**Texto de origem:**
A ação criminosa das classes dominantes pela fome no mundo é escondida para dar lugar à propaganda de que as a atual agricultura capitalista é muito produtiva. Que tanto a pequeno agronegócio familiar quanto o grande agronegócio imperialista são muito produtivos. O que diz mais a propaganda? Que o problema da fome do mundo não está na produção agrícola de mercadorias capitalistas, mas na repartição do produto agrícola. Diz, finalmente, que os pobres passam fome porque não têm acesso à abundante produção existente. Trata-se então de um problema político, não da produção voltada para o mercado e para o lucro. Como o próprio caráter fetichista da mercadoria, a propaganda enganosa da miserável produção agrícola capitalista circula impunimente.
Mas os números não mentem. Segundo cálculos de especialistas em economia agricola – independentes de coisas como FAO (Food and Agriculture Organization of the United Nations), Banco Mundial, OCDE, OMC e outras instituições burocráticas imperialistas – a produção mundial dos três principais alimentos de base no mundo é largamente insuficiente para se eliminar ou mesmo diminuir a fome da população mundial. Para alimentar em quantidade e qualidade a população mundial –aproximadamente 7,5 bilhões de pessoas, em Junho/2016 – seria necessária a produção anual de aproximadamente 13 bilhões de toneladas dos alimentos de base. Entretanto, os dados mais recentes do USDA (sigla em inglês para Departamento de Agricultura dos EUA), publicados em Maio/2016, indicam que a produção mundial dos principais grãos – trigo, milho e arroz – alcançou míseros 2,185 bilhões de toneladas métricas na safra 2015/16. Somada a produção da leguminosa soja (315,8 milhões de toneladas), alcança aproximadamente 2,500 bilhões toneladas. Veja mais detalhes no quadro abaixo.
A espécie humana precisa produzir cinco vezes mais do que atualmente para se reproduzir. Para alcançar esse objetivo bastaria que as sete maiores economias produtoras de alimentos do mundo produzissem com a mesma produtividade agrícola (produção por habitante) que a agricultura dos EUA, economia de ponta do sistema. Enquanto nos EUA a produção agrícola per capita (318,9 milhões de habitantes) alcança 1,61 toneladas por habitante, na média mundial (7,5 bilhão de habitantes) alcança míseros 0,33 ton. Quer dizer, a produtividade média mundial é de aproximadamente um quinto da estadunidense. Esta é uma importante arma de dominação imperialista dos EUA sobre o resto do mundo, incluindo as demais economias dominantes da União Europeia, Japão, etc. E quanto mais eles se utilizam desta técnica superior e se apropriam do superlucro no comércio internacional mais travam ou destroem a agricultura dos seus concorrentes.
Outras produções per capita dos maiores produtores mundiais: China (0,37 ton. per capita); Índia (0,15); Brasil (0,95); Argentina (2,24); Rússia (0,42). Deve-se observar que a produtividade relativamente elevada da agricultura no Brasil (60%) concentra-se principalmente no seu enclave agroexportador da soja. A produção dessa oleaginosa centraliza sua principal atividade agrícola, como se verifica na tabela acima. Neste produto, a produtividade ultrapassa a dos EUA. Entretanto, enquanto os EUA destinam 40% da sua produção de soja para o mercado externo, o Brasil destina 60%, através de grandes empresas globais, como Bunge, Cargill, etc. A Argentina destina apenas 20%.

**Instrução:** Transcreva fielmente o trecho do texto sobre a fome e a produção agrícola, começando em "A ação criminosa" e terminando em "capitalista circula impunimente.".

**Dados do conjunto:**
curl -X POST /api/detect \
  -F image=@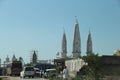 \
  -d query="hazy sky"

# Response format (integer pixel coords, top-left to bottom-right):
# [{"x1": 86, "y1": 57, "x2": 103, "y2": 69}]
[{"x1": 0, "y1": 0, "x2": 120, "y2": 62}]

**Resposta elaborada:**
A ação criminosa das classes dominantes pela fome no mundo é escondida para dar lugar à propaganda de que as a atual agricultura capitalista é muito produtiva. Que tanto a pequeno agronegócio familiar quanto o grande agronegócio imperialista são muito produtivos. O que diz mais a propaganda? Que o problema da fome do mundo não está na produção agrícola de mercadorias capitalistas, mas na repartição do produto agrícola. Diz, finalmente, que os pobres passam fome porque não têm acesso à abundante produção existente. Trata-se então de um problema político, não da produção voltada para o mercado e para o lucro. Como o próprio caráter fetichista da mercadoria, a propaganda enganosa da miserável produção agrícola capitalista circula impunimente.